### Description of the task
Word for word, the data below must be repeated in full; no picture is to be included.

+++

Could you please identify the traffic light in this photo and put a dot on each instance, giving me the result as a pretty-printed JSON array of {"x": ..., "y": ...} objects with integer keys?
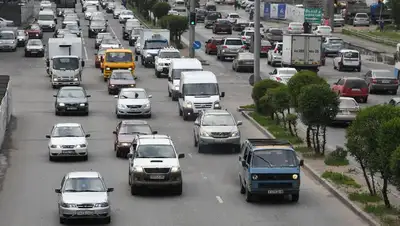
[{"x": 192, "y": 18}]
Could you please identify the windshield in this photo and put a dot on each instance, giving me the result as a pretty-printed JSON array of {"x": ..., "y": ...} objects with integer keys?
[
  {"x": 274, "y": 158},
  {"x": 84, "y": 185},
  {"x": 126, "y": 75},
  {"x": 170, "y": 55},
  {"x": 67, "y": 131},
  {"x": 218, "y": 120},
  {"x": 65, "y": 63},
  {"x": 119, "y": 57},
  {"x": 198, "y": 89},
  {"x": 46, "y": 17},
  {"x": 132, "y": 95},
  {"x": 156, "y": 44},
  {"x": 135, "y": 129},
  {"x": 155, "y": 151}
]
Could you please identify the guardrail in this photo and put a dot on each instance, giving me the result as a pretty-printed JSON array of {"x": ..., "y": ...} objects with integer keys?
[{"x": 372, "y": 38}]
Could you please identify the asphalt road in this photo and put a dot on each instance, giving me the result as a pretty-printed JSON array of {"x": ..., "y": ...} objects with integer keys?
[
  {"x": 335, "y": 135},
  {"x": 211, "y": 191}
]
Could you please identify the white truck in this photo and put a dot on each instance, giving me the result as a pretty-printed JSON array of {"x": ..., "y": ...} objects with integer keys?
[
  {"x": 151, "y": 41},
  {"x": 64, "y": 61},
  {"x": 302, "y": 51}
]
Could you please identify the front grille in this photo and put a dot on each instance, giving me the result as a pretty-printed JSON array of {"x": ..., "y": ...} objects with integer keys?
[
  {"x": 275, "y": 176},
  {"x": 275, "y": 185},
  {"x": 202, "y": 105},
  {"x": 88, "y": 205},
  {"x": 156, "y": 170},
  {"x": 220, "y": 135}
]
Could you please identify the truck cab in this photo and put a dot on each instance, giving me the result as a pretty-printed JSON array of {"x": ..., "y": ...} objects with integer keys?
[{"x": 269, "y": 167}]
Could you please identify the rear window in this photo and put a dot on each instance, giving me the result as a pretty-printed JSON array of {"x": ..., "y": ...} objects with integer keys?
[{"x": 355, "y": 84}]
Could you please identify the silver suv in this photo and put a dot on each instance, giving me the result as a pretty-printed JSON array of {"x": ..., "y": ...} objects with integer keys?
[
  {"x": 230, "y": 47},
  {"x": 216, "y": 127},
  {"x": 74, "y": 201}
]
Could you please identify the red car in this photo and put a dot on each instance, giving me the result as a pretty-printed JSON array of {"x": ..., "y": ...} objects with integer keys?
[
  {"x": 211, "y": 45},
  {"x": 352, "y": 87},
  {"x": 34, "y": 31}
]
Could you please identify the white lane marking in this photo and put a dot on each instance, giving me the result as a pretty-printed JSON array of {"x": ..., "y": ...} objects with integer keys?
[{"x": 219, "y": 199}]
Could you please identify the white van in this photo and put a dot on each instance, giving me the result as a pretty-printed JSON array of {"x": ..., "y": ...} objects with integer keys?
[
  {"x": 47, "y": 20},
  {"x": 174, "y": 74},
  {"x": 198, "y": 90}
]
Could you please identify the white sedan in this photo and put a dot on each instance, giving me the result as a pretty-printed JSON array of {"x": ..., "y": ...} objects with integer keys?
[
  {"x": 68, "y": 140},
  {"x": 283, "y": 74}
]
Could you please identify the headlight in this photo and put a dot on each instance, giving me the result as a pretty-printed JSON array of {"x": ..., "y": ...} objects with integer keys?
[
  {"x": 175, "y": 169},
  {"x": 103, "y": 204}
]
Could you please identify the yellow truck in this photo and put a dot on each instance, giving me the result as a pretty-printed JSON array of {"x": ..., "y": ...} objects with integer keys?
[{"x": 118, "y": 59}]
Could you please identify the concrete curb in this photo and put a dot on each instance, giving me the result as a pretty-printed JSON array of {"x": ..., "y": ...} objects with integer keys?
[{"x": 326, "y": 184}]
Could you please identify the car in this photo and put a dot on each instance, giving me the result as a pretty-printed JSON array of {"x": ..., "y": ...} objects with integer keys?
[
  {"x": 222, "y": 25},
  {"x": 34, "y": 47},
  {"x": 68, "y": 140},
  {"x": 126, "y": 132},
  {"x": 275, "y": 55},
  {"x": 232, "y": 17},
  {"x": 354, "y": 87},
  {"x": 132, "y": 102},
  {"x": 381, "y": 80},
  {"x": 71, "y": 99},
  {"x": 212, "y": 44},
  {"x": 22, "y": 37},
  {"x": 243, "y": 62},
  {"x": 125, "y": 15},
  {"x": 269, "y": 167},
  {"x": 119, "y": 79},
  {"x": 154, "y": 163},
  {"x": 163, "y": 60},
  {"x": 283, "y": 74},
  {"x": 109, "y": 43},
  {"x": 348, "y": 110},
  {"x": 295, "y": 28},
  {"x": 216, "y": 128},
  {"x": 230, "y": 47},
  {"x": 34, "y": 31},
  {"x": 73, "y": 194},
  {"x": 100, "y": 36},
  {"x": 347, "y": 59}
]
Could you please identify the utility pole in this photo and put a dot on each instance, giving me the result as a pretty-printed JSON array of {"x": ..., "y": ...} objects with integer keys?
[
  {"x": 192, "y": 30},
  {"x": 257, "y": 41}
]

+++

### Task solution
Could you please identify the traffic light in this photo and put a dot on each instance, giving me the result as a pretty-printed JSON array of {"x": ..., "y": ...} objects with integer keys?
[{"x": 192, "y": 18}]
Could you please identify the windshield in this photo and put a dot on each instance, giving me the result as a pretty-printed JSON array of {"x": ..., "y": ...} objects with integer keys?
[
  {"x": 274, "y": 158},
  {"x": 84, "y": 185},
  {"x": 126, "y": 75},
  {"x": 170, "y": 55},
  {"x": 67, "y": 131},
  {"x": 218, "y": 120},
  {"x": 65, "y": 63},
  {"x": 119, "y": 57},
  {"x": 198, "y": 89},
  {"x": 46, "y": 17},
  {"x": 132, "y": 95},
  {"x": 156, "y": 44},
  {"x": 135, "y": 129},
  {"x": 155, "y": 151}
]
Could you please identify the guardrail in this photo and put a dot on each instance, giving me the result as a pretty-printed JSON array of {"x": ..., "y": ...} objects with integer keys?
[{"x": 372, "y": 38}]
Could you please identify the asphalt road in this photo and put a dot on each instance, giving me the result as a pretty-printed JSON array of {"x": ..., "y": ...} objects with integer keys?
[
  {"x": 335, "y": 135},
  {"x": 211, "y": 191}
]
Could you please identify the white truck in this photo and put a dot on each instance, giving me the result as a pretty-printed JSON array of {"x": ..., "y": ...} objects with integer keys?
[
  {"x": 151, "y": 41},
  {"x": 64, "y": 61},
  {"x": 302, "y": 51}
]
Could you please identify the front grille in this photo and put a dot on each instance, giving me the result as a pretty-printed JSON array of {"x": ..., "y": ...} objects with integer keys?
[
  {"x": 275, "y": 176},
  {"x": 275, "y": 185},
  {"x": 202, "y": 105},
  {"x": 88, "y": 205},
  {"x": 156, "y": 170},
  {"x": 220, "y": 135}
]
Could you please identify the truck cab in this photo and put a dot on each instance, giving me the result as a pretty-printed JSON array of {"x": ..., "y": ...} objects with integer keys?
[{"x": 269, "y": 167}]
Could you please identify the rear window in this photo and put a dot on each instance, giving me the result as a pretty-printed JSON array of {"x": ..., "y": ...} objects with integer keys?
[{"x": 355, "y": 84}]
Could you please identify the silver suv in this photo and put a dot on each instance, giving me the result as a pretty-printed JSON array of {"x": ..., "y": ...} objects with integer keys?
[
  {"x": 230, "y": 47},
  {"x": 216, "y": 127},
  {"x": 74, "y": 201}
]
Could you please identify the red car in this photo and put a dot on each instance, giving me the result as a pretty-printed JSON array of {"x": ..., "y": ...} objects with integer keys?
[
  {"x": 211, "y": 45},
  {"x": 352, "y": 87},
  {"x": 34, "y": 31}
]
Could you please identify the white lane marking in this photo and put a dot on each instance, giving me the result as a pretty-printed JSON array of {"x": ..., "y": ...} objects with integer keys?
[{"x": 219, "y": 199}]
Could you please identify the white van in this photo and put a dot on each instance, giving me the result as a pretty-printed JSON array of {"x": ..., "y": ...} objects with integer keys?
[
  {"x": 47, "y": 20},
  {"x": 174, "y": 74},
  {"x": 198, "y": 90}
]
Could you please identify the white sedan in this photo and put a dot on each instance, giving me the result as a pretty-printed JSON array of {"x": ..., "y": ...} objects with integer keys?
[
  {"x": 68, "y": 140},
  {"x": 283, "y": 74}
]
Could you please identify the headlight in this photo and put a dot on each instance, giving me the result as a pretty-printed JSON array of {"x": ..., "y": ...} objects with integer keys?
[
  {"x": 175, "y": 169},
  {"x": 103, "y": 204}
]
Could you please identify the yellow truck in this photo and put a dot on each instance, giving me the result as a pretty-printed JSON array of {"x": ..., "y": ...} objects with integer keys?
[{"x": 118, "y": 59}]
Could you please identify the concrete curb in this photo and put a dot on each instance, giving me the result as a pretty-printed JSON array of {"x": ..., "y": ...} objects with integer keys?
[{"x": 326, "y": 184}]
Could you please identify the car in this photo and put a dot on each instance, giving me the result as a pretty-printed JSON array of {"x": ..., "y": ...} objects with integer keys?
[
  {"x": 222, "y": 25},
  {"x": 34, "y": 47},
  {"x": 68, "y": 140},
  {"x": 126, "y": 132},
  {"x": 275, "y": 55},
  {"x": 232, "y": 17},
  {"x": 354, "y": 87},
  {"x": 132, "y": 102},
  {"x": 381, "y": 80},
  {"x": 71, "y": 99},
  {"x": 212, "y": 44},
  {"x": 22, "y": 37},
  {"x": 243, "y": 62},
  {"x": 125, "y": 15},
  {"x": 269, "y": 167},
  {"x": 119, "y": 79},
  {"x": 154, "y": 163},
  {"x": 163, "y": 60},
  {"x": 283, "y": 74},
  {"x": 109, "y": 43},
  {"x": 348, "y": 110},
  {"x": 295, "y": 28},
  {"x": 216, "y": 128},
  {"x": 230, "y": 47},
  {"x": 34, "y": 31},
  {"x": 73, "y": 194},
  {"x": 100, "y": 36},
  {"x": 347, "y": 59}
]
Could you please identify the utility pole in this photo and put a dot on each instance, giving me the result as a pretty-printed JSON array of {"x": ..., "y": ...} objects with integer keys?
[
  {"x": 192, "y": 30},
  {"x": 257, "y": 41}
]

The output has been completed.